**DOCUMENTO**

________________________________________

A eso se suma el presidente interino Michel Temer, quien tuvo la sagacidad política “unificadora” de designar un gabinete compuesto en su totalidad por hombres blancos ricos (en un país donde la mitad de la población es afrodescendiente o racialmente mezclada). Quince de sus 23 ministros supuestamente son objeto de investigaciones judiciales, y el mes pasado él mismo fue implicado en un escándalo de corrupción. A él ya antes se le había impedido -por un período de ocho años- presentarse como candidato en elecciones por haber violado la ley de financiamiento de campañas electorales. Esta es la gente que está tratando de deponer a la presidenta electa Dilma Rousseff, no por cargos de corrupción sino por utilizar un mecanismo de contabilidad que también fue usado por otros gobiernos anteriores.

________________________________________

**ENTRADAS PROPORCIONADAS**
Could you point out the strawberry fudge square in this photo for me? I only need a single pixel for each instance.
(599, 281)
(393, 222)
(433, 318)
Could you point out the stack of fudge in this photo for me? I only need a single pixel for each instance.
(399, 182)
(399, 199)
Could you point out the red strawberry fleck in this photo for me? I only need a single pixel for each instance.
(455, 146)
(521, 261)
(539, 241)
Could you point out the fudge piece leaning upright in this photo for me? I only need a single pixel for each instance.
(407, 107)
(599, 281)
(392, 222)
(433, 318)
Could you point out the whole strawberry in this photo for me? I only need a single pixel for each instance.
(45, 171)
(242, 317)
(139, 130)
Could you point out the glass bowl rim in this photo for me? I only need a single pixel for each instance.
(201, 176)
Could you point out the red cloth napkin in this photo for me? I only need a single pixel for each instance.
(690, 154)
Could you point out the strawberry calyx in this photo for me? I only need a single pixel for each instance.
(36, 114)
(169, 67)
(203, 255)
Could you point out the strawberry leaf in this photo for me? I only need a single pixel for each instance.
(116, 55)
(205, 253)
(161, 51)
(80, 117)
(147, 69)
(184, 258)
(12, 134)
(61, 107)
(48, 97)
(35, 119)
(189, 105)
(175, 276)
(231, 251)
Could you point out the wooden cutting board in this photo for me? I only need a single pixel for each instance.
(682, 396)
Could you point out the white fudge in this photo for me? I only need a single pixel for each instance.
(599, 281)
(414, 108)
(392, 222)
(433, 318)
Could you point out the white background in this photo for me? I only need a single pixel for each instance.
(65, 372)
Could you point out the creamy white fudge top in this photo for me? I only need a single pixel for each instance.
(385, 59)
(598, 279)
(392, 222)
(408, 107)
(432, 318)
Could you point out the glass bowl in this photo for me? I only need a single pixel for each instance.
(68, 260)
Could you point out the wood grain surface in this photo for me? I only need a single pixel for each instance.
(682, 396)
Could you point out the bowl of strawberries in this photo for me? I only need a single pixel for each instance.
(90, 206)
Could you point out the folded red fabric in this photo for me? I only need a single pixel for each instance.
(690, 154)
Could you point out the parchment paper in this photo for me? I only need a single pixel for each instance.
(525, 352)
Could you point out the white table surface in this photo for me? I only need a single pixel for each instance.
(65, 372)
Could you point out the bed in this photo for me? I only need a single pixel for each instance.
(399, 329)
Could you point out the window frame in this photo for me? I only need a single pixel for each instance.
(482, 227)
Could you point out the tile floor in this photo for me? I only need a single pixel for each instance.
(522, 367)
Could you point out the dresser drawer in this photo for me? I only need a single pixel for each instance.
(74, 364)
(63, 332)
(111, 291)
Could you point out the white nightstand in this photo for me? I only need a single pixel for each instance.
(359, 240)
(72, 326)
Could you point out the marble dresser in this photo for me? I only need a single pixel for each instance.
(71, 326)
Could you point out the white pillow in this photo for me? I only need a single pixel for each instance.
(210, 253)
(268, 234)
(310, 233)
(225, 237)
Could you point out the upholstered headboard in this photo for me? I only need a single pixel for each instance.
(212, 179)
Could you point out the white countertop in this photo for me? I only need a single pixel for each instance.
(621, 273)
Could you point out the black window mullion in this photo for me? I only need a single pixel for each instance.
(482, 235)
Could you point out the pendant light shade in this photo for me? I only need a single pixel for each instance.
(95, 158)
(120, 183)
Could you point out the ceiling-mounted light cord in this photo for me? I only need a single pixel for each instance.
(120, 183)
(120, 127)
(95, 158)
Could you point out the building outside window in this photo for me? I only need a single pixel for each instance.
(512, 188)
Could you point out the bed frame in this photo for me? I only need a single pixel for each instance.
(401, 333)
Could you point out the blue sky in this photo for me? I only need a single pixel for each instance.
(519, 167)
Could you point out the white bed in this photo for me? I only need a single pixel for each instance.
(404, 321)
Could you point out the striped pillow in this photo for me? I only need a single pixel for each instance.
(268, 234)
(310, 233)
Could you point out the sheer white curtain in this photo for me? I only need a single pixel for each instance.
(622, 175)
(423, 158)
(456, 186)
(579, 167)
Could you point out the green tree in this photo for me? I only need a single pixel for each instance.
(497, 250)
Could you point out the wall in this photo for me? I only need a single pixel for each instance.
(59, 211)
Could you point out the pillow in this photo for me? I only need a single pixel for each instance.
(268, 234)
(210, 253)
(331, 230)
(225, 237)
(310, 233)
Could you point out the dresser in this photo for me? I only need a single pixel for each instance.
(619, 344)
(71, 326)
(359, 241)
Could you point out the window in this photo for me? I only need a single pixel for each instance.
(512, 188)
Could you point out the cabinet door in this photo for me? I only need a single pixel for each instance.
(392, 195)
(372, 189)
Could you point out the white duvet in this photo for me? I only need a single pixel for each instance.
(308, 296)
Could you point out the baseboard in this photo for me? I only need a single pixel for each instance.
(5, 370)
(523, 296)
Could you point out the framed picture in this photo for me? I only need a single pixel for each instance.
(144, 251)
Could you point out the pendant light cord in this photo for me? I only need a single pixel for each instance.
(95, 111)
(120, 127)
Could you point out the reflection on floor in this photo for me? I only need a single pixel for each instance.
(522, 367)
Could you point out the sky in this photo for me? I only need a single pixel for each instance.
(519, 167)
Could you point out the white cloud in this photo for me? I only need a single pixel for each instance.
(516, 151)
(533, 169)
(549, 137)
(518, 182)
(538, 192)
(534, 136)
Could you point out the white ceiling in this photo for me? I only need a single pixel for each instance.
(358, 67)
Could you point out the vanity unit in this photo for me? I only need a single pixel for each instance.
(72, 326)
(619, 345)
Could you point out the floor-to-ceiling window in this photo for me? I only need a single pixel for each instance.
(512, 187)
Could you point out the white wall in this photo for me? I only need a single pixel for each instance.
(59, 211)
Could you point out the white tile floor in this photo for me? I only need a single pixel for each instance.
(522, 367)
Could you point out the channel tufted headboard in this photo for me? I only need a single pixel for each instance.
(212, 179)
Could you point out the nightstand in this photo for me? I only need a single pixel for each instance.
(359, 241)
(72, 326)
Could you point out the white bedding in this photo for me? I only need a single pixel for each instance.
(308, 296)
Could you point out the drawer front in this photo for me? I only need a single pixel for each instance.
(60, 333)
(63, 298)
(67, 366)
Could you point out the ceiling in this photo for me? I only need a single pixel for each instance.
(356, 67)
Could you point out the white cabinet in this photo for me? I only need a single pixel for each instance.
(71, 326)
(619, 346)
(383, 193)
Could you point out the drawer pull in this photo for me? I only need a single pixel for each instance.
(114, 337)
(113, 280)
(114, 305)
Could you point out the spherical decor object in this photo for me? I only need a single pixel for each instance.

________________________________________

**INSTRUCCIONES**
1) Reproduce tal cual el fragmento del documento que va desde "A eso se suma" hasta "otros gobiernos anteriores.", este último incluido.
2) En las entradas, toma las líneas desde la que contiene "Could you point out the floor-to-ceiling" hasta el final, ambos extremos incluidos, y reescríbelas cambiando "nightstand" por "bedside table" sin tocar nada más. Devuelve solo esas líneas.
El documento y las entradas no tienen relación entre sí.

**RESULTADOS POR TAREA**
1)
A eso se suma el presidente interino Michel Temer, quien tuvo la sagacidad política “unificadora” de designar un gabinete compuesto en su totalidad por hombres blancos ricos (en un país donde la mitad de la población es afrodescendiente o racialmente mezclada). Quince de sus 23 ministros supuestamente son objeto de investigaciones judiciales, y el mes pasado él mismo fue implicado en un escándalo de corrupción. A él ya antes se le había impedido -por un período de ocho años- presentarse como candidato en elecciones por haber violado la ley de financiamiento de campañas electorales. Esta es la gente que está tratando de deponer a la presidenta electa Dilma Rousseff, no por cargos de corrupción sino por utilizar un mecanismo de contabilidad que también fue usado por otros gobiernos anteriores.

2)
Could you point out the floor-to-ceiling window in this photo for me? I only need a single pixel for each instance.
(512, 187)
Could you point out the white wall in this photo for me? I only need a single pixel for each instance.
(59, 211)
Could you point out the white tile floor in this photo for me? I only need a single pixel for each instance.
(522, 367)
Could you point out the channel tufted headboard in this photo for me? I only need a single pixel for each instance.
(212, 179)
Could you point out the bedside table in this photo for me? I only need a single pixel for each instance.
(359, 241)
(72, 326)
Could you point out the white bedding in this photo for me? I only need a single pixel for each instance.
(308, 296)
Could you point out the drawer front in this photo for me? I only need a single pixel for each instance.
(60, 333)
(63, 298)
(67, 366)
Could you point out the ceiling in this photo for me? I only need a single pixel for each instance.
(356, 67)
Could you point out the white cabinet in this photo for me? I only need a single pixel for each instance.
(71, 326)
(619, 346)
(383, 193)
Could you point out the drawer pull in this photo for me? I only need a single pixel for each instance.
(114, 337)
(113, 280)
(114, 305)
Could you point out the spherical decor object in this photo for me? I only need a single pixel for each instance.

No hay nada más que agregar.